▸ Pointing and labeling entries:
^^^^^^^^^^^^^^^^
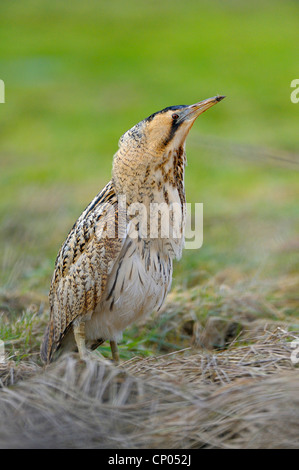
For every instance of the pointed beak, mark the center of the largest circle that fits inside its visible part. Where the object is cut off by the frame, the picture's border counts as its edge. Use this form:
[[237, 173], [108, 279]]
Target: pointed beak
[[194, 110]]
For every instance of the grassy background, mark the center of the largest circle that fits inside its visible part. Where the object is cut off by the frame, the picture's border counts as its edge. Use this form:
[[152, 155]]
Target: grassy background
[[79, 74]]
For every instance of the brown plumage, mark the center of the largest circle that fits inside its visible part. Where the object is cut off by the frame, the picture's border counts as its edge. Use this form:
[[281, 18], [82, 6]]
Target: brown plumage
[[115, 267]]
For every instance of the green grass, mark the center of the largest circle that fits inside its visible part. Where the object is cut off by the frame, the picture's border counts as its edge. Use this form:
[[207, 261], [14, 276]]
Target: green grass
[[78, 76]]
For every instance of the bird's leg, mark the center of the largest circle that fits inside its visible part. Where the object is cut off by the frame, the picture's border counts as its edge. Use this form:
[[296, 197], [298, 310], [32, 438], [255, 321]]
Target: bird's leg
[[114, 350], [79, 333]]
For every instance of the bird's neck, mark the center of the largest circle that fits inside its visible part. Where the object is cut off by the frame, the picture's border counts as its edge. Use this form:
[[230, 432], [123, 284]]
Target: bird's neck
[[150, 180]]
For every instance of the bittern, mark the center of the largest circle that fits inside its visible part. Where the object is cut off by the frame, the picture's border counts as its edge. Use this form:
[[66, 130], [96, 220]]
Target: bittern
[[105, 281]]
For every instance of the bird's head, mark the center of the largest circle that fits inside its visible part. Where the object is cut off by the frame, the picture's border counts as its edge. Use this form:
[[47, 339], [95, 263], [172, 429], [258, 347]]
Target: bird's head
[[166, 128], [149, 142]]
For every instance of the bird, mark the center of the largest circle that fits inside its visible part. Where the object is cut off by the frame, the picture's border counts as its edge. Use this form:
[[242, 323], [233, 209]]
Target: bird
[[107, 274]]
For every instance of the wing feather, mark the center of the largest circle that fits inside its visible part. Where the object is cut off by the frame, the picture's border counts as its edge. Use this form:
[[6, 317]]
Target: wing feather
[[83, 265]]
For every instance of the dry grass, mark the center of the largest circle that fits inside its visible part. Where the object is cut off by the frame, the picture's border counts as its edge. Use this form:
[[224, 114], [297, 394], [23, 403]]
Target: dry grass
[[245, 396]]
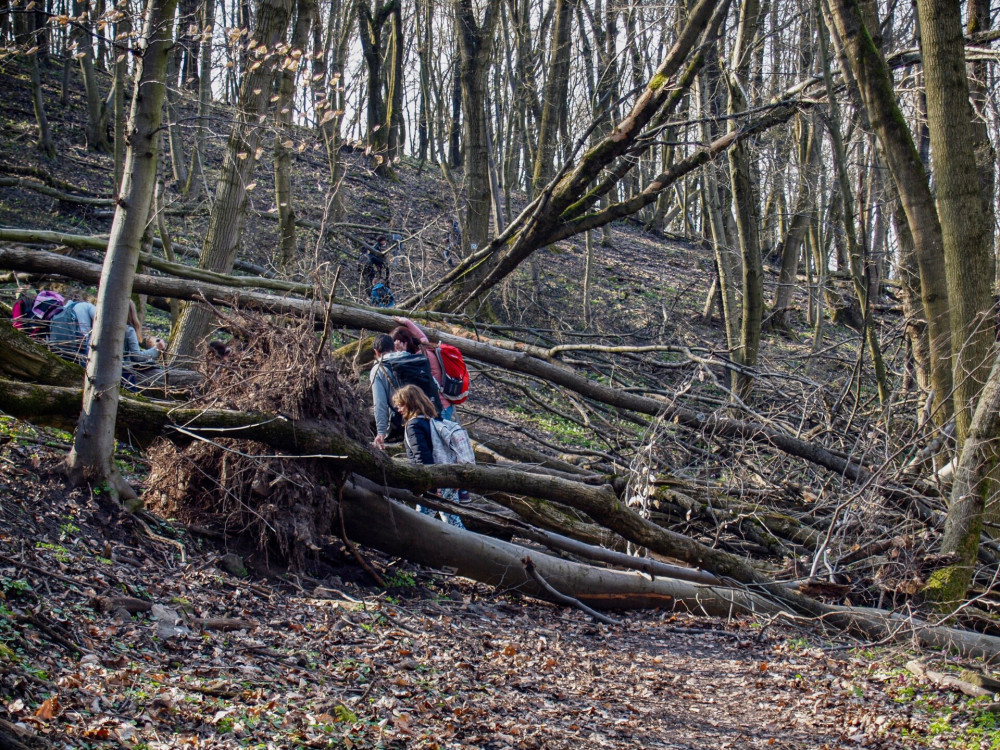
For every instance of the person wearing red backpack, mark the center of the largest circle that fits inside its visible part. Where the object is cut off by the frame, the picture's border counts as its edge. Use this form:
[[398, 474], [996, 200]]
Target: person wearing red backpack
[[453, 387]]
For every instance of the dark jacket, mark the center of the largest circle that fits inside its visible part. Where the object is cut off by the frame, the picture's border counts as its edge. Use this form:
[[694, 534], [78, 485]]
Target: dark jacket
[[419, 444]]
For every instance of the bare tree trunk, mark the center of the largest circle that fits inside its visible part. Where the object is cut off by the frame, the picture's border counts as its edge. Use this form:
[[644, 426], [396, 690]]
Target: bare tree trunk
[[854, 251], [44, 142], [948, 586], [978, 76], [192, 189], [97, 115], [178, 162], [329, 60], [394, 116], [370, 27], [790, 247], [875, 86], [305, 9], [225, 228], [476, 48], [746, 204], [554, 97], [123, 28], [968, 250], [90, 459]]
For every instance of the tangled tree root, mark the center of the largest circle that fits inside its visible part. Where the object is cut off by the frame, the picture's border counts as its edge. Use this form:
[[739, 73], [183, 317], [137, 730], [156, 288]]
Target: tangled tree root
[[283, 506]]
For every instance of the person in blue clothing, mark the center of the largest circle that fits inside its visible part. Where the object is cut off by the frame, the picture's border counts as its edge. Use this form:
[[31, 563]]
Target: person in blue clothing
[[385, 351]]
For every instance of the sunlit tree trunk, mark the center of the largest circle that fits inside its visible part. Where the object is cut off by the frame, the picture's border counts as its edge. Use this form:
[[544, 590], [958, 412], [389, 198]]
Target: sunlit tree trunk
[[192, 190], [554, 97], [476, 48], [225, 227], [876, 90], [91, 458], [97, 115], [746, 203], [283, 133], [968, 250]]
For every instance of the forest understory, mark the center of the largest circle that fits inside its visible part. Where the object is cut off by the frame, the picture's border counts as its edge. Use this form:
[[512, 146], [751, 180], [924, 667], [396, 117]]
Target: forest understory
[[655, 556]]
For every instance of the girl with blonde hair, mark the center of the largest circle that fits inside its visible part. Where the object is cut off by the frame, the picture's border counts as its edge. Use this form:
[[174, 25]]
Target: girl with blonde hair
[[418, 411]]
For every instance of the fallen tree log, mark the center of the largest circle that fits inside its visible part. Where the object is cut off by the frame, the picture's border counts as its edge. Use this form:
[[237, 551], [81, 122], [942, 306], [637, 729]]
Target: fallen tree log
[[709, 424], [47, 404], [144, 421], [398, 530], [100, 242], [38, 187], [393, 528]]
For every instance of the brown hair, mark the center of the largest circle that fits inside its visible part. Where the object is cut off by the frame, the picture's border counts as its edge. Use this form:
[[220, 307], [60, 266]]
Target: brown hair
[[412, 402], [411, 342]]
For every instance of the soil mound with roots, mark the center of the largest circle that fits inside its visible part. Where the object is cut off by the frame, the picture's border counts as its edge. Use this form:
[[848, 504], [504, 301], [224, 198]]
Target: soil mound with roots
[[283, 506]]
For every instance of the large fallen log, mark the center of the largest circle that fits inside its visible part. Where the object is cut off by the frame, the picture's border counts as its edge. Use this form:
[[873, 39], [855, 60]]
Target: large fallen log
[[100, 242], [398, 530], [709, 424], [52, 405]]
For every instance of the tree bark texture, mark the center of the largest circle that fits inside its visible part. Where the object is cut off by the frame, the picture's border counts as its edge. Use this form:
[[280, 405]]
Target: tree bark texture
[[875, 84], [519, 361], [287, 250], [476, 53], [967, 237], [554, 97], [90, 459]]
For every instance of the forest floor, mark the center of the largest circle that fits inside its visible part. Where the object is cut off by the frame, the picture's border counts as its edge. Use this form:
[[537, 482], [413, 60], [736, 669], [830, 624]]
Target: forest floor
[[282, 660]]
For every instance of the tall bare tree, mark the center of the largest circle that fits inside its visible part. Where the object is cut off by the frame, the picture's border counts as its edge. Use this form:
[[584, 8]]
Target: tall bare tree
[[225, 227], [969, 261], [305, 10], [91, 458]]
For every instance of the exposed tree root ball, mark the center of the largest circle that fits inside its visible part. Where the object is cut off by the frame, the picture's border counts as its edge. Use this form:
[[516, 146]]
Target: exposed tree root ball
[[283, 506]]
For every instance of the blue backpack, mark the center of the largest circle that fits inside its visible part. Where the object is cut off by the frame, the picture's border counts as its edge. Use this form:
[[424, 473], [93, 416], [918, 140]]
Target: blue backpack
[[64, 331]]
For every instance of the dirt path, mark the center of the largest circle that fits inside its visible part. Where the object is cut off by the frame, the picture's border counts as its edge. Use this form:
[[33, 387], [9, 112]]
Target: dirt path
[[435, 662]]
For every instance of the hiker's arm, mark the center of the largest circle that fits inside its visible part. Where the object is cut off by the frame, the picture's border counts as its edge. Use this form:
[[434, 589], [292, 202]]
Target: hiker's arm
[[414, 329]]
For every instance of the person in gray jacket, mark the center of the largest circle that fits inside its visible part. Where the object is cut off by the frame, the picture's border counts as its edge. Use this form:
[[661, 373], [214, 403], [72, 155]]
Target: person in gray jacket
[[385, 351]]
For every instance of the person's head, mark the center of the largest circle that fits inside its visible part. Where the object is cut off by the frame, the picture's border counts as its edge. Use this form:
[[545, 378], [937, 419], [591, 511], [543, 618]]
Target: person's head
[[412, 402], [383, 344], [404, 340]]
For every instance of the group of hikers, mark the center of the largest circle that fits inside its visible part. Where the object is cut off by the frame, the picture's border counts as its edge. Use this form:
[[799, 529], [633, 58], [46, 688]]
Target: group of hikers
[[415, 387], [376, 260], [415, 384], [66, 326]]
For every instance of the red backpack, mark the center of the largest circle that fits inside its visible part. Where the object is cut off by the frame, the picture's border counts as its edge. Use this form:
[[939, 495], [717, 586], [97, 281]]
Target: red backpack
[[454, 374]]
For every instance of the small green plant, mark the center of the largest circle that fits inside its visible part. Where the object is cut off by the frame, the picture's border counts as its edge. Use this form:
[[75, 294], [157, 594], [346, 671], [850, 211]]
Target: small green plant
[[344, 714], [225, 725], [401, 579], [61, 553], [14, 586]]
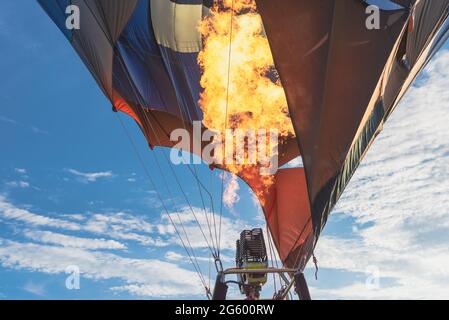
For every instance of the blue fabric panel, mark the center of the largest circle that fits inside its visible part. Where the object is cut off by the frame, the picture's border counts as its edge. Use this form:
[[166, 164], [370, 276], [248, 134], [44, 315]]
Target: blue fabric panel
[[56, 11]]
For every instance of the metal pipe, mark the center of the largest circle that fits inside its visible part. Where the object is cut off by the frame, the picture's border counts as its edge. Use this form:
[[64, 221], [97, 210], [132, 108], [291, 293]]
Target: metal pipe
[[247, 271]]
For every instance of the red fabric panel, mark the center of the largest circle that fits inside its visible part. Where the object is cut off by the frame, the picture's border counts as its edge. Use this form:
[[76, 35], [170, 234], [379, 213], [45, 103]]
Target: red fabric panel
[[287, 212]]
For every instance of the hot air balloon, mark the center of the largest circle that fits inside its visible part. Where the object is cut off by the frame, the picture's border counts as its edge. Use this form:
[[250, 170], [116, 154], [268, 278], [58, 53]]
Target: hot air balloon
[[317, 66]]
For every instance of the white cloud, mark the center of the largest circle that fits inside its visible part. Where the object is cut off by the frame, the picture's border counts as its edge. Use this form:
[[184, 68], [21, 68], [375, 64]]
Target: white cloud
[[63, 240], [35, 288], [20, 170], [18, 184], [154, 278], [398, 200], [91, 176], [11, 212], [189, 222]]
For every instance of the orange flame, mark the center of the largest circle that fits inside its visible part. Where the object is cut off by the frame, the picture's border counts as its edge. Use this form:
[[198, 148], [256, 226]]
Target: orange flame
[[239, 90]]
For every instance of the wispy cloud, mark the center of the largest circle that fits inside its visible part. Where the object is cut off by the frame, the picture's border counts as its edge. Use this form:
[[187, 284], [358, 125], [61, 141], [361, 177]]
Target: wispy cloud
[[11, 212], [35, 288], [63, 240], [18, 184], [33, 128], [91, 176], [20, 170], [160, 279]]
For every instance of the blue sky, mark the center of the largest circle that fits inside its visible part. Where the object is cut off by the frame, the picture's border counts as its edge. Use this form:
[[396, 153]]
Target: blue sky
[[72, 191]]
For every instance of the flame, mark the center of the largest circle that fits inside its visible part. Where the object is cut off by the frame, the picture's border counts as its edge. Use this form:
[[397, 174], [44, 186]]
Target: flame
[[241, 87]]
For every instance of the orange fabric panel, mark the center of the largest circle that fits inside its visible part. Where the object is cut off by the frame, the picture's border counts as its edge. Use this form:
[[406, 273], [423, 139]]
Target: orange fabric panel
[[287, 212], [121, 105]]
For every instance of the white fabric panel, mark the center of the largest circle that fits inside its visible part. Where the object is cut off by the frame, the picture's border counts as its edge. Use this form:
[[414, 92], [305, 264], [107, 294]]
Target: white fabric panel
[[176, 25]]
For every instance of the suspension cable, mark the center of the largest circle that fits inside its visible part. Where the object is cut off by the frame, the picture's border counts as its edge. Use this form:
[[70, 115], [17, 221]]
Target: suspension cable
[[226, 117]]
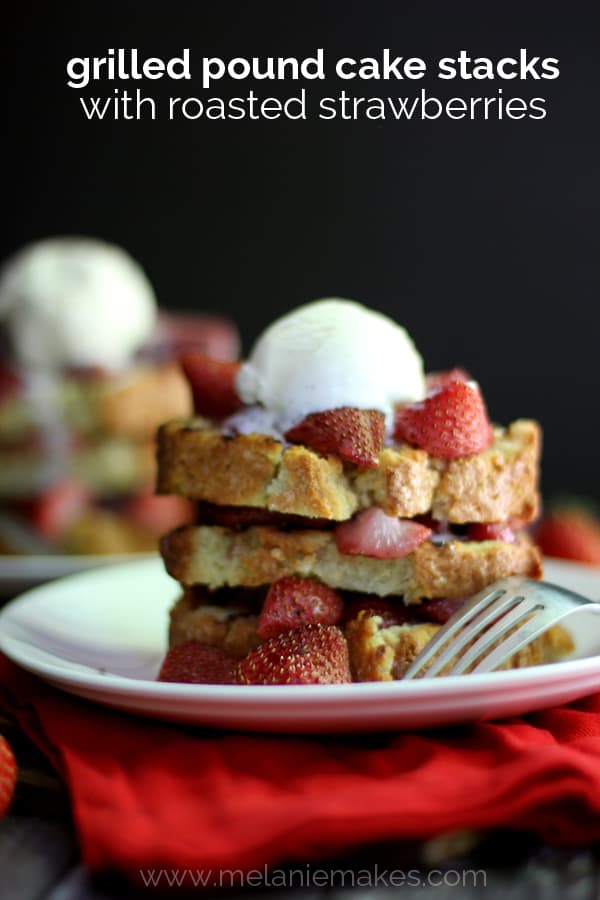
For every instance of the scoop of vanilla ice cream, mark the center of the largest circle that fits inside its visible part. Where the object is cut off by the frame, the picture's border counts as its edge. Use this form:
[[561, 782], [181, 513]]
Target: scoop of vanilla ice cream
[[75, 301], [328, 354]]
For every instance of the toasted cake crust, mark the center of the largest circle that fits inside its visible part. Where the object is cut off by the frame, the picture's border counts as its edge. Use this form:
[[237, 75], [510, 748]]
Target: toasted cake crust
[[384, 654], [217, 557], [232, 629], [199, 462]]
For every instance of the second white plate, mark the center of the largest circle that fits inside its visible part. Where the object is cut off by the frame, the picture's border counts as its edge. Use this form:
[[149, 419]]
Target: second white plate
[[102, 635]]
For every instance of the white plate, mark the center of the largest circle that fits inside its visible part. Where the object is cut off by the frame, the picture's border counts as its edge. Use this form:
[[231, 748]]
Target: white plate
[[102, 635], [20, 572]]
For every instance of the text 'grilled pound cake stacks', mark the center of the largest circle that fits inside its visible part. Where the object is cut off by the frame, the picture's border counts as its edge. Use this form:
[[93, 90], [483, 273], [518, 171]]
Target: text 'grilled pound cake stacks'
[[346, 505], [88, 374]]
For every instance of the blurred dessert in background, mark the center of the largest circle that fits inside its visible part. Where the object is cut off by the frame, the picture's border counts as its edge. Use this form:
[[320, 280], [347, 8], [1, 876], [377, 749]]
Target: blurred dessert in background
[[88, 371]]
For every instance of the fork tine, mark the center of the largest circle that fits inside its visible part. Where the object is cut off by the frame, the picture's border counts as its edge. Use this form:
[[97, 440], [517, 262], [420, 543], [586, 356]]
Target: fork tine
[[492, 599], [500, 629], [528, 631]]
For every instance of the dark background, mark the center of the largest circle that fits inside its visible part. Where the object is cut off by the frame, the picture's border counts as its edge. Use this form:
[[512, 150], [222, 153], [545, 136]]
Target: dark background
[[481, 238]]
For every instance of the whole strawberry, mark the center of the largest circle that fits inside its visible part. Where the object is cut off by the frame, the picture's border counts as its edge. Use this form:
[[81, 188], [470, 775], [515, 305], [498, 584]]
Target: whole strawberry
[[8, 775], [355, 435], [450, 423], [313, 654], [293, 602], [570, 532], [213, 385], [193, 662]]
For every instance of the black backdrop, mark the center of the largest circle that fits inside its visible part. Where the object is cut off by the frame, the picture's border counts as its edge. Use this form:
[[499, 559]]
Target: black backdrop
[[481, 237]]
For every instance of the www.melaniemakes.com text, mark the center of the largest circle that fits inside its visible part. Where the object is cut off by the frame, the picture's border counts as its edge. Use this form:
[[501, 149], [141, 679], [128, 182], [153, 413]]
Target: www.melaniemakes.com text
[[130, 102]]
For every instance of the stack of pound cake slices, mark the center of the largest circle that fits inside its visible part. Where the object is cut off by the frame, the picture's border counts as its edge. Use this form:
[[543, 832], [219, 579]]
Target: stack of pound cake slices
[[401, 535]]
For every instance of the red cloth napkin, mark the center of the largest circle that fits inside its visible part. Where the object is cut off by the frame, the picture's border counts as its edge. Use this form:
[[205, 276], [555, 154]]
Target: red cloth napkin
[[151, 794]]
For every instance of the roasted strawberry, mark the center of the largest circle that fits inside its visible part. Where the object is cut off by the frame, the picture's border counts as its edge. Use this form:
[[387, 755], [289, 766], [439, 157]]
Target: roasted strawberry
[[10, 382], [438, 610], [436, 380], [570, 532], [492, 531], [196, 663], [313, 654], [450, 423], [293, 602], [158, 514], [8, 775], [213, 385], [392, 612], [177, 334], [355, 435], [373, 533], [55, 510]]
^^^^^^^^^^^^^^^^
▸ What to work on:
Lay out the lines of the listing as a JSON list of strings, one string per line and no blank lines, starting at the very beginning of the listing and going on through the line that contains "[[115, 267]]". Include nothing beyond that line, and leave the pictures out.

▸ Final result:
[
  "For every instance of the pointed beak, mark the center of the largest circle that fits inside its visible part. Where the object is cut off by the frame, the picture's border counts as its edge. Use this form:",
  "[[237, 173], [108, 279]]",
  "Target: pointed beak",
  "[[194, 110]]",
  "For every instance of the grassy background, mark the center of the largest circle that fits inside its visible part. Where the object is cut off by the frame, the picture's border counts as its edge. Use this form:",
  "[[152, 155]]",
  "Target: grassy background",
  "[[79, 74]]",
  "For every instance of the brown plumage, mark the center of the largest circle that fits inside its visible part. Where the object is cut off by the frame, the picture's border counts as its edge. Use this form:",
  "[[281, 18], [82, 6]]",
  "Target: brown plumage",
  "[[115, 267]]"
]